**EXTRAIT:**

Vous êtes ici
Nouvelles données sur la nécropole antique et l’habitat du vicus de Strasbourg-Koenigshoffen (Bas-Rhin)
Préalablement à l’aménagement d’un terrain par l’Eurométropole de Strasbourg, l'Inrap a fouillé une surface de 400 m², à l’entrée du quartier de Koenigshoffen, à l’ouest du cœur de la ville actuelle, le long de la route des Romains qui reprend le tracé de la voie romaine. Connu depuis les travaux de fortification de la ville au XVIe siècle, ce secteur de l’agglomération romaine a fait l'objet de plusieurs opérations d’archéologie préventive depuis une vingtaine d’années.
La prescription du Service régional de l’archéologie (DRAC Grand Est), qui reposait sur la réalisation d’un diagnostic fin 2012 et sur la bonne connaissance du quartier, portait sur l’organisation et l’évolution des vestiges funéraires et de l’habitat relevant du vicus, mais aussi sur l'occupation médiévale. La fouille a livré une densité de vestiges importante, dont plus d’un tiers appartiennent à la nécropole antique.
L’agglomération antique de Strasbourg-Koenigshoffen
Le développement du faubourg de Koenigshoffen est inhérent à la présence militaire romaine, qui se traduit par l’installation de camps dans le cœur historique de la ville de Strasbourg. En effet, la première occupation revêt un caractère funéraire avec la présence, dans la partie est du quartier, de nombreux monuments appartenant aux vétérans de la IIe légion stationnée à Strasbourg entre 15 et 43 ap. J.-C.
L’agglomération antique de Koenigshoffen apparaît quant à elle dans la deuxième moitié du Ier siècle ap. J.-C., en lien avec le camp légionnaire de la VIIIe légion. Le vicus, rassemblant artisans et commerçants, ainsi que plusieurs nécropoles, se développe progressivement sur près de 2 km de long, de part et d’autre d’un axe principal (actuelle route des Romains) filant vers le col de Saverne.

**LIGNES FOURNIES:**
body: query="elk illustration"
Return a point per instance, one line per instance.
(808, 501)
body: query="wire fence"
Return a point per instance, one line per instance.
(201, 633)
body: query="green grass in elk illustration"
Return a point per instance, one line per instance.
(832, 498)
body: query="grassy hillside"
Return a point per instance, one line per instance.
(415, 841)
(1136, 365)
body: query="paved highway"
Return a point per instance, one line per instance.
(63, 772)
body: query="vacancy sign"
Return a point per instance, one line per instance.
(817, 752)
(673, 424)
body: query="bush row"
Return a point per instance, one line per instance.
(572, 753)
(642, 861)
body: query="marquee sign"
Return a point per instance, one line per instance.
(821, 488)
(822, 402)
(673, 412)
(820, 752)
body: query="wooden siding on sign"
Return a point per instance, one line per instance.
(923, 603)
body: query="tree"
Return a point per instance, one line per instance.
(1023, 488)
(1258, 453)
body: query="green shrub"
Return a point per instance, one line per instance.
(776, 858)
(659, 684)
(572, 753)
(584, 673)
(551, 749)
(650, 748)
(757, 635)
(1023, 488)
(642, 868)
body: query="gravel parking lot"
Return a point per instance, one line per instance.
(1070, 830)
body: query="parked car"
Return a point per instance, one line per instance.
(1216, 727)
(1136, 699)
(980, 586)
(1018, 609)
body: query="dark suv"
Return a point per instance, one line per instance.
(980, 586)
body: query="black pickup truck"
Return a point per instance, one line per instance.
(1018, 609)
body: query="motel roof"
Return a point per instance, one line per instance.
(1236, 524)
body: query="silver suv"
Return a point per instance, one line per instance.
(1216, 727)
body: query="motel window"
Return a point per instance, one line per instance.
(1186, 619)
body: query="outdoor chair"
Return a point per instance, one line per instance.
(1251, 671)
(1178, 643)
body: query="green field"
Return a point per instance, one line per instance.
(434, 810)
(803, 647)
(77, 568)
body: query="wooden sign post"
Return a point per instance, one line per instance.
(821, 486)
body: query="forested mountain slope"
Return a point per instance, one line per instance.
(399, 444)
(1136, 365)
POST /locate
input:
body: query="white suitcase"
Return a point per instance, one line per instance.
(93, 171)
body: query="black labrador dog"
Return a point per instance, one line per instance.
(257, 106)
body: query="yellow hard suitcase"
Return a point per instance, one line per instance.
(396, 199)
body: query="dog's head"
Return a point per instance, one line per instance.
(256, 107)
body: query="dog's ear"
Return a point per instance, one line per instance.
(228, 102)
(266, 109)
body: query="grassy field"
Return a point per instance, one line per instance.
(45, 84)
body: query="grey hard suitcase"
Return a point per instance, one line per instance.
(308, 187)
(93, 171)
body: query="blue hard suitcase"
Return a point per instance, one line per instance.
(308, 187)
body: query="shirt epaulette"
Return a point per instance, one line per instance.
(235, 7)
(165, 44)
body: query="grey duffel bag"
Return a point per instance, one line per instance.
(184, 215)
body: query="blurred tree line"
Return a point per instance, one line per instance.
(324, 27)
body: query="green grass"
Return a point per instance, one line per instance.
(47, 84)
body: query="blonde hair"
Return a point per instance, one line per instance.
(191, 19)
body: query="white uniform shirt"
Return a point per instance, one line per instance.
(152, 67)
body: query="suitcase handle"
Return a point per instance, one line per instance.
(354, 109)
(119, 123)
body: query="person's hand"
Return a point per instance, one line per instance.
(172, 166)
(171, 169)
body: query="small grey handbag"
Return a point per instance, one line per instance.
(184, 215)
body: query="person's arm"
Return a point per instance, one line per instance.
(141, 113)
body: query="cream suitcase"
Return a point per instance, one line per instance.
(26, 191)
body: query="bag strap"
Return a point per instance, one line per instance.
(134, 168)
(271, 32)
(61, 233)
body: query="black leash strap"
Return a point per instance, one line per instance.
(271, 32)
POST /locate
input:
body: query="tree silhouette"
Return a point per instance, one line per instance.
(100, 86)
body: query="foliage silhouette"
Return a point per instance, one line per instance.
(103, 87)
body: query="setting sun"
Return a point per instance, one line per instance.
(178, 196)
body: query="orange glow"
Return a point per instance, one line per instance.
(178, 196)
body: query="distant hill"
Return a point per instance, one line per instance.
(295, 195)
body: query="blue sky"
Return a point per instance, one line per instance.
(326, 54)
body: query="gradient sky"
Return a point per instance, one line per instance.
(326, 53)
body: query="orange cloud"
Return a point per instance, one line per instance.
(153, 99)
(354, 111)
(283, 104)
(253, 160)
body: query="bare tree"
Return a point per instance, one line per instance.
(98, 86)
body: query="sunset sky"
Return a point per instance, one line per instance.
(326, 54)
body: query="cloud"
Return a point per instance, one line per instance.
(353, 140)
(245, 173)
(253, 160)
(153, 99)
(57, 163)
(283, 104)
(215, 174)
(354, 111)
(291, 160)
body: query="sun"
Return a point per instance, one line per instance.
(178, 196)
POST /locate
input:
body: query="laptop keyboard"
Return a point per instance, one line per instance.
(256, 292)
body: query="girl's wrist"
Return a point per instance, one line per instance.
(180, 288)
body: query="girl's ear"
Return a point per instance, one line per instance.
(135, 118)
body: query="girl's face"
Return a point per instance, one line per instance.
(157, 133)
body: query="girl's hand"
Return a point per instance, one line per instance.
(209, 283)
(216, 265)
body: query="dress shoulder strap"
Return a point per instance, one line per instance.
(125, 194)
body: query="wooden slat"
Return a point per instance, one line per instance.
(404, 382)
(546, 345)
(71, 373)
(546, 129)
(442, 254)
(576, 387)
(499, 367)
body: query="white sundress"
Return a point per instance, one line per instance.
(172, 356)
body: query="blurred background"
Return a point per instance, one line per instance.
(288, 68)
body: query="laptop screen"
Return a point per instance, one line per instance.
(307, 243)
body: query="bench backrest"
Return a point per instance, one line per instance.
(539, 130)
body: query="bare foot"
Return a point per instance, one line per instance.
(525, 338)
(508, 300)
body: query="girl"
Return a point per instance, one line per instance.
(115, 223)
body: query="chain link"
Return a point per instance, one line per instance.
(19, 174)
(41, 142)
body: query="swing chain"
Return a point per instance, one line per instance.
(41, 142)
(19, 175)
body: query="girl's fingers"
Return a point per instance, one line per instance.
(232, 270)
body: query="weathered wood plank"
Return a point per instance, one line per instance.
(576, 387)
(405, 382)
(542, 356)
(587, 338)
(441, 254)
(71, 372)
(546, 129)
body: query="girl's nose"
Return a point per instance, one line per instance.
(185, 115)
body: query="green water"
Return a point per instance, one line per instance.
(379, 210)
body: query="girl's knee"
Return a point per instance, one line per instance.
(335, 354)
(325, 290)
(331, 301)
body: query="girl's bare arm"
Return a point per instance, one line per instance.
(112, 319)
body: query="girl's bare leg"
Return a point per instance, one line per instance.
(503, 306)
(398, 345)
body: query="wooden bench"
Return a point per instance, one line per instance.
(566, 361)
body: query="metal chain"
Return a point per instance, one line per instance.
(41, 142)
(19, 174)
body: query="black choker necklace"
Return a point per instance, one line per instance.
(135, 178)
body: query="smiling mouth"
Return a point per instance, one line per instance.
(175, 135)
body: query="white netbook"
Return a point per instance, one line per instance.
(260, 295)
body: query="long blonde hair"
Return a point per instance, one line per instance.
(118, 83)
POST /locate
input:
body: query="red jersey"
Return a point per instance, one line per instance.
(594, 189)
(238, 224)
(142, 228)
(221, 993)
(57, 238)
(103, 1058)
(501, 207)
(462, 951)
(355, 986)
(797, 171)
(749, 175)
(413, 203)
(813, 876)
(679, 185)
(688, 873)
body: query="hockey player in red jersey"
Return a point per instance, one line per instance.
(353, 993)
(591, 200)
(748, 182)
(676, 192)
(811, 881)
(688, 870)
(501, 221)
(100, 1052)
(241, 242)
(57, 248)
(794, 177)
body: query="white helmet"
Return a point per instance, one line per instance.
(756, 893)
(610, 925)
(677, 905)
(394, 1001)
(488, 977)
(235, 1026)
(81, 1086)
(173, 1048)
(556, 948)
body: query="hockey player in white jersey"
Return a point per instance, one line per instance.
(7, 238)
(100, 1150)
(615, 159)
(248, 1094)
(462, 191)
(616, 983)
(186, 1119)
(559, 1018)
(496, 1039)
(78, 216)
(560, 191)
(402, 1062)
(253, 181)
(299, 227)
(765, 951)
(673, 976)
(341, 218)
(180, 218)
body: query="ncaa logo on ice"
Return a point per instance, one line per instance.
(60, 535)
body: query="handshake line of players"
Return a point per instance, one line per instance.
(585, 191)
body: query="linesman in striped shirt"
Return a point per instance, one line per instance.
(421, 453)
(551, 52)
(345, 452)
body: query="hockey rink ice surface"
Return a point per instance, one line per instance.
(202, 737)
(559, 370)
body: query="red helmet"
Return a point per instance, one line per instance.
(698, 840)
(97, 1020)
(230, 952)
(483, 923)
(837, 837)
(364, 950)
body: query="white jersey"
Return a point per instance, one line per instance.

**CONSIGNES:**
1 - D'après l'extrait sur Strasbourg-Koenigshoffen, pourquoi le développement du faubourg est-il lié à la présence militaire romaine ? Répondez en une à trois phrases.
2 - Recopiez le passage de l'extrait sur Strasbourg-Koenigshoffen qui s'ouvre sur « La prescription du » et se clôt sur « la nécropole antique. ».
Les lignes fournies forment un matériau indépendant de l'extrait.

**CORRIGÉS:**
1 - La première occupation du quartier est funéraire. On trouve dans sa partie est de nombreux monuments appartenant aux vétérans de la IIe légion, stationnée à Strasbourg entre 15 et 43 ap. J.-C. L'agglomération apparaît ensuite, dans la deuxième moitié du Ier siècle ap. J.-C., en lien avec le camp légionnaire de la VIIIe légion.

2 -
La prescription du Service régional de l’archéologie (DRAC Grand Est), qui reposait sur la réalisation d’un diagnostic fin 2012 et sur la bonne connaissance du quartier, portait sur l’organisation et l’évolution des vestiges funéraires et de l’habitat relevant du vicus, mais aussi sur l'occupation médiévale. La fouille a livré une densité de vestiges importante, dont plus d’un tiers appartiennent à la nécropole antique.